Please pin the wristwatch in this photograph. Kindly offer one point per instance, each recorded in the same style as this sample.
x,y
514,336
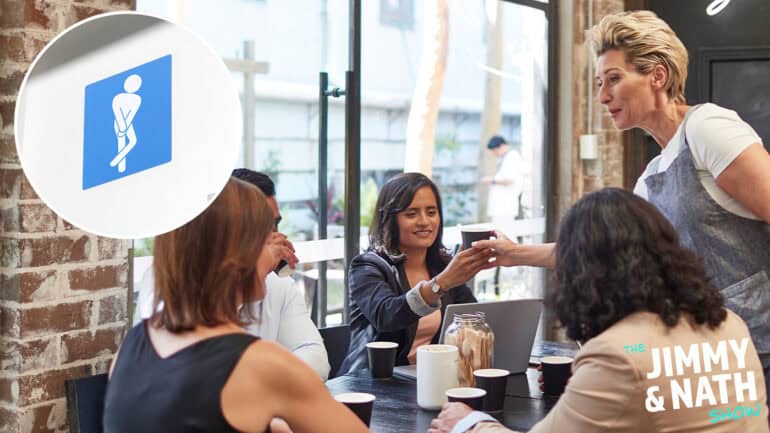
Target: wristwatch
x,y
434,286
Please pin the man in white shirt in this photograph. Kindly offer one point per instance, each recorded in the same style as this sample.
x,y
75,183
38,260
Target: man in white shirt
x,y
283,315
505,187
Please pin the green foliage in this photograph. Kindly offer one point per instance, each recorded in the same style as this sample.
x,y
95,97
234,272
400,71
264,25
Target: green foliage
x,y
143,247
448,143
272,164
369,194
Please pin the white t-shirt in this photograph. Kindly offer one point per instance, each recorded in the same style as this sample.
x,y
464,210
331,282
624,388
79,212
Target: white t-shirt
x,y
503,200
282,314
716,137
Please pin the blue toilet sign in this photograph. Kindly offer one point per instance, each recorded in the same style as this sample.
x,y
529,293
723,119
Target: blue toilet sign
x,y
127,123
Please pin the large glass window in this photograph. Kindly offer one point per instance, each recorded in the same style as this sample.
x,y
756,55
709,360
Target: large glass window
x,y
276,50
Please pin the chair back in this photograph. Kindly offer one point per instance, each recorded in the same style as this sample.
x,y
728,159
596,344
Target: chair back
x,y
336,339
85,403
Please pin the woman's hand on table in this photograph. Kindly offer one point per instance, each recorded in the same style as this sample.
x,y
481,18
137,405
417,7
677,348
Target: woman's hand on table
x,y
282,248
463,266
450,415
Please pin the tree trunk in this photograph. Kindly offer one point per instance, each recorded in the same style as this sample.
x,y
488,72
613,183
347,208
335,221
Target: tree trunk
x,y
491,117
423,113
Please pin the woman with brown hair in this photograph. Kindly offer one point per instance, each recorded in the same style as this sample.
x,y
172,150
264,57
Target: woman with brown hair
x,y
623,279
191,366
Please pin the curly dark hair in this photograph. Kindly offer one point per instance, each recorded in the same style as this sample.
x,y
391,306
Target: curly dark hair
x,y
396,196
616,254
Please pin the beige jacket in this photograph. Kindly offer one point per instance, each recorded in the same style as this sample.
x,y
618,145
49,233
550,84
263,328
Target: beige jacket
x,y
609,388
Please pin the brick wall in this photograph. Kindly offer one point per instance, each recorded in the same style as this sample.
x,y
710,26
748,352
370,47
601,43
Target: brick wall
x,y
63,292
607,170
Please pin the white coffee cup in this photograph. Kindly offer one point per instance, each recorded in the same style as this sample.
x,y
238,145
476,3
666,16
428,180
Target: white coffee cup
x,y
436,373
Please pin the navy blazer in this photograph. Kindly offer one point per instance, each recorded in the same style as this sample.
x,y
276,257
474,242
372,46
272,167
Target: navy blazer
x,y
379,310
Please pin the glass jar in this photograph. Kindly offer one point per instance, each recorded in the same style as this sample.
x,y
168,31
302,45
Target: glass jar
x,y
475,344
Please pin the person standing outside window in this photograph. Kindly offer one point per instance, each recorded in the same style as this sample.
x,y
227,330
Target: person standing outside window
x,y
505,187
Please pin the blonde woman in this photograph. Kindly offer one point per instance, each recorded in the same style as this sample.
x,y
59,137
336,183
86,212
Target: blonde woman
x,y
711,179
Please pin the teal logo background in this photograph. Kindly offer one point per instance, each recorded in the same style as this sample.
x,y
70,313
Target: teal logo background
x,y
151,123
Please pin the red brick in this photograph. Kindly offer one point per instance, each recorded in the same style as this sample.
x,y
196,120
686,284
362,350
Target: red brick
x,y
9,253
36,217
10,82
100,277
12,48
9,287
8,153
111,4
67,225
53,249
49,418
38,354
6,390
79,12
9,322
112,248
9,419
10,359
113,309
10,219
42,321
27,192
31,282
101,366
41,387
87,345
10,182
38,14
12,14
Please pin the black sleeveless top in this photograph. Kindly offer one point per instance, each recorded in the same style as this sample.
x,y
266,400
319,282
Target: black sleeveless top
x,y
181,393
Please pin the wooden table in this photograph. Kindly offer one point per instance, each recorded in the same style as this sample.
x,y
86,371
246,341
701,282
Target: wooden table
x,y
396,409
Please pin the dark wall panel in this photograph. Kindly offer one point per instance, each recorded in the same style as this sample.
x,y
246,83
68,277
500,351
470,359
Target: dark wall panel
x,y
742,23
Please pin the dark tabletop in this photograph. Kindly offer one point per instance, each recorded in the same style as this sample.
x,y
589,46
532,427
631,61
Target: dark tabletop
x,y
396,409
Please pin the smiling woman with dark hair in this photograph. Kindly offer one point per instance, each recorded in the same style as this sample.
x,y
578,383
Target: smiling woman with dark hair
x,y
660,352
400,287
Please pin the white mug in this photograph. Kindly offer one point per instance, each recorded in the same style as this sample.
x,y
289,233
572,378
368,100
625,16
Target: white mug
x,y
436,373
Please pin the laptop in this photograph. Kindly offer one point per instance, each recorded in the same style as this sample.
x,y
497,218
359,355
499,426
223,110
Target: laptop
x,y
514,323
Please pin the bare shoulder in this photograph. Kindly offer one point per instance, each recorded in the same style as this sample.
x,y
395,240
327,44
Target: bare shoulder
x,y
274,367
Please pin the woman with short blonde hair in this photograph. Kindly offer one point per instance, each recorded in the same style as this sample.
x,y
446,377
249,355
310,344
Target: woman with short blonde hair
x,y
711,179
647,41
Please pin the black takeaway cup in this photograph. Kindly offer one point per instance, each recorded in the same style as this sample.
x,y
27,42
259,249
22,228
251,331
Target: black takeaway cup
x,y
556,372
382,358
494,382
476,232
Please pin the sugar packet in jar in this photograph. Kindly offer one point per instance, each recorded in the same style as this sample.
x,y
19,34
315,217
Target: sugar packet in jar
x,y
475,343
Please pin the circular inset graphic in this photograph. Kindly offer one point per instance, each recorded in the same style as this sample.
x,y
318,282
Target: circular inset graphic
x,y
128,125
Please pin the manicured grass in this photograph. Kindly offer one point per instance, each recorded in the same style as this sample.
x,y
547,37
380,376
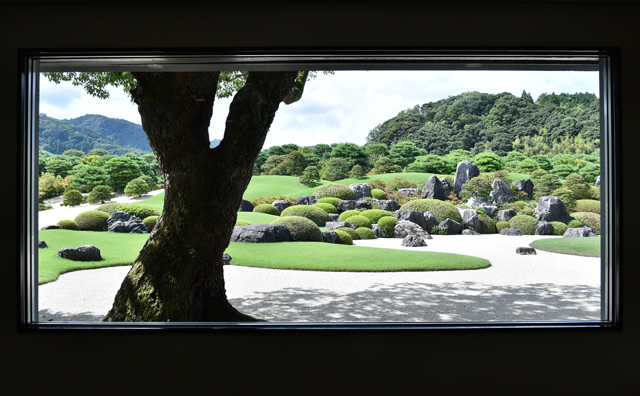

-=-=-

YOUR TASK: Repeat every entry exactly. Do not include the pictures.

YOUR SOLUTION:
Please pin the wristwatch in this photograph. Kindly offer one point per instance, each recorded in the same style as this sample.
x,y
514,336
Target: wristwatch
x,y
434,286
Please pin the man in white shirt in this photograph. Kindly offer one point per instance, each recorded in the same style as this sample.
x,y
75,183
38,260
Target: man in white shirt
x,y
283,315
505,187
Please pin the green foliage in this photograph. Kindly offer one point per instance, each recorded in the same style as this sample.
x,y
95,97
234,272
400,71
264,25
Target: green foliage
x,y
143,247
448,143
272,164
369,194
Please pin the white t-shirt in this photograph. Kindly offer one point per instance, each recorded in the same style as this sample.
x,y
464,210
331,282
624,388
79,212
Target: white t-shirt
x,y
503,200
282,314
716,137
Please pin the blue toilet sign in this photograph. Kindly offer one point per instance, each recorded in the same style as this sample.
x,y
529,293
723,119
Target: blue toilet sign
x,y
127,123
Please pin the large glass window in this photograph. Kindly offer one point per instance, each recorded in the same style as this sample.
x,y
756,55
709,360
Target: large glass window
x,y
276,50
Please pin the chair back in this photograph. Kindly offer one point per instance, each recorded in the same style as this sample.
x,y
728,159
596,344
Target: chair back
x,y
336,339
85,403
Please pin the woman's hand on table in this photograph. Kindly offer one point per instance, each recorded in the same style as this sample.
x,y
481,18
137,405
417,7
677,348
Target: woman's hand on table
x,y
282,248
463,266
450,415
Please pin the tree trunk in this photograph. Kindly offer one point per instance, each recorded in the same style as this sample.
x,y
488,72
613,183
347,208
335,221
Target: tree trunk
x,y
491,117
423,113
Please pin the woman with brown hair in this photograph. Kindly offer one point per instance, each recorded in the same style as this sample.
x,y
172,150
264,57
Target: woman with brown hair
x,y
623,279
191,366
Please pin the curly dark hair in this photograph. Kindly offer one point per instance, each recorded in the same style as this sample.
x,y
391,306
Target: curly dark hair
x,y
396,196
616,254
Please pin the beige jacket in this photograph. Kindly offer one point per instance, each recorded in the same style as this sample.
x,y
618,145
49,233
550,84
263,328
Target: beige jacket
x,y
609,388
Please pin the brick wall in this photograph. Kindly offer one point per instance, each recorded in the same style as this sample.
x,y
710,26
748,352
370,47
601,43
Target: brick wall
x,y
63,292
607,170
Please pin the white coffee cup in this photograph. Kindly offer one point per instance, each recorded in the same style as this sample.
x,y
238,145
476,3
666,16
428,180
Target: white coffee cup
x,y
436,373
Please pin the navy blazer in this photograph. Kindly offer one point per instance, each recorded in the same style as this sample.
x,y
276,257
474,242
372,46
272,167
Target: navy blazer
x,y
379,310
Please pin the glass jar in this photograph. Kindly offer one point per instance, each recorded in the same style as this sample.
x,y
168,31
302,45
Target: glass jar
x,y
475,344
Please pin the person standing outside window in this photograph. Kindly offer one point per instance, each recorded in the same style as this sample.
x,y
227,330
Target: person standing outside window
x,y
505,187
Please pin the blonde woman in this photograph. Kindly offer one point per instance, each recorded in the same style as this sample.
x,y
59,137
336,183
86,212
Target: blonde woman
x,y
711,179
Please pin the teal logo background in this photograph. Kindly offer one point per instance, each recorded in the same style as this sample.
x,y
70,313
Target: teal logo background
x,y
151,123
Please pin the red brick in this photograph. Kindly offer one point per instance, each recorded in the same style as this sample.
x,y
196,120
686,284
362,350
Target: red brick
x,y
9,253
36,217
10,82
100,277
12,48
9,287
8,153
111,4
67,225
53,249
49,418
38,354
6,390
79,12
9,322
112,248
9,419
10,359
113,309
10,219
42,321
27,192
31,282
101,366
41,387
87,345
10,182
38,14
12,14
Please pin the black sleeveless top in this photograph. Kindly offer one point per instance, each recorded in the same style as this sample.
x,y
266,400
319,282
Target: black sleeveless top
x,y
181,393
Please pin the wooden table in this photograph. Kindly offer one point per instance, each recorded in the same style as this sample.
x,y
86,371
246,341
701,282
Target: wooden table
x,y
396,409
Please pin the dark wall panel in this photograph. Kindly offer one point per instance, each recorded in the same style as this sample.
x,y
246,83
68,277
500,351
470,359
Target: dark wall panel
x,y
742,23
Please pin the dark tabletop in this photograph. Kindly offer one point per instance, each recorded in the same style as this sample.
x,y
589,46
532,427
631,61
Target: dark tabletop
x,y
396,409
Please pin the smiling woman with dark hair in this photograph. Kindly offer one point per instance, each recorded in the same style as this sample.
x,y
578,383
Target: smiling woman with dark hair
x,y
660,352
400,287
Please pin the white mug in this photograph. Kindly offer one point per instance, each recorded in the same style as this sample.
x,y
289,233
572,378
368,100
625,16
Target: white mug
x,y
436,373
Please pin the laptop in this photograph. Kindly offer one point per instance, each recorded in the same style as this sample.
x,y
497,218
359,355
499,426
223,110
Target: laptop
x,y
514,323
Please pin the bare shoulder in this photograph. Kindly offer one point per instance, each recorded in the same style as this sample.
x,y
395,240
327,44
Target: bare shoulder
x,y
274,367
Please pin the woman with short blonde hair in this photograph. Kindly offer one point per instance, each recorded in the same style as this sample.
x,y
446,377
249,355
310,344
Target: woman with short blonde hair
x,y
711,179
647,41
Please pin the black takeaway cup in this photograph. Kindly offer one point per instance, each recorded in the same style as this sample.
x,y
27,42
259,249
22,228
251,331
Target: black takeaway cup
x,y
556,372
382,358
494,382
476,232
Please pin the sugar packet in jar in this photograph. Kindly offer one point per instance, each recorded in the same style as this sample.
x,y
19,34
315,217
Target: sugar packet in jar
x,y
475,343
Please pin the circular inset graphic in this photograph. Kindly offer one point per instance, each recorded in the same style as this sample.
x,y
318,282
Target: circular inset graphic
x,y
128,125
Please pin the manicured grass in this photograph. Kindly offer one point per instance, each recorded in the same style as this sample.
x,y
547,37
380,376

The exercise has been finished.